**Materials provided:**
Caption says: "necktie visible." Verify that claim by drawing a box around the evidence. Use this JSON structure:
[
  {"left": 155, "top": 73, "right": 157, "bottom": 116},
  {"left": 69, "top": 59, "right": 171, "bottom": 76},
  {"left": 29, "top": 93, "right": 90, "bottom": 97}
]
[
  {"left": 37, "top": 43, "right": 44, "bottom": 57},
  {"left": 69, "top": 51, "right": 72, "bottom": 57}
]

**Directions for this task:** Turn the records above into a Markdown table with two columns, Row and Text, putting each nonblank line in its own row with its row number.

**Completed task:**
| Row | Text |
|---|---|
| 1 | Caption says: "necktie visible." Verify that claim by drawing a box around the evidence. Use this JSON structure: |
| 2 | [ |
| 3 |   {"left": 155, "top": 73, "right": 157, "bottom": 116}, |
| 4 |   {"left": 69, "top": 59, "right": 171, "bottom": 76}, |
| 5 |   {"left": 29, "top": 93, "right": 90, "bottom": 97} |
| 6 | ] |
| 7 | [ |
| 8 |   {"left": 37, "top": 43, "right": 44, "bottom": 57}, |
| 9 |   {"left": 69, "top": 51, "right": 72, "bottom": 57} |
| 10 | ] |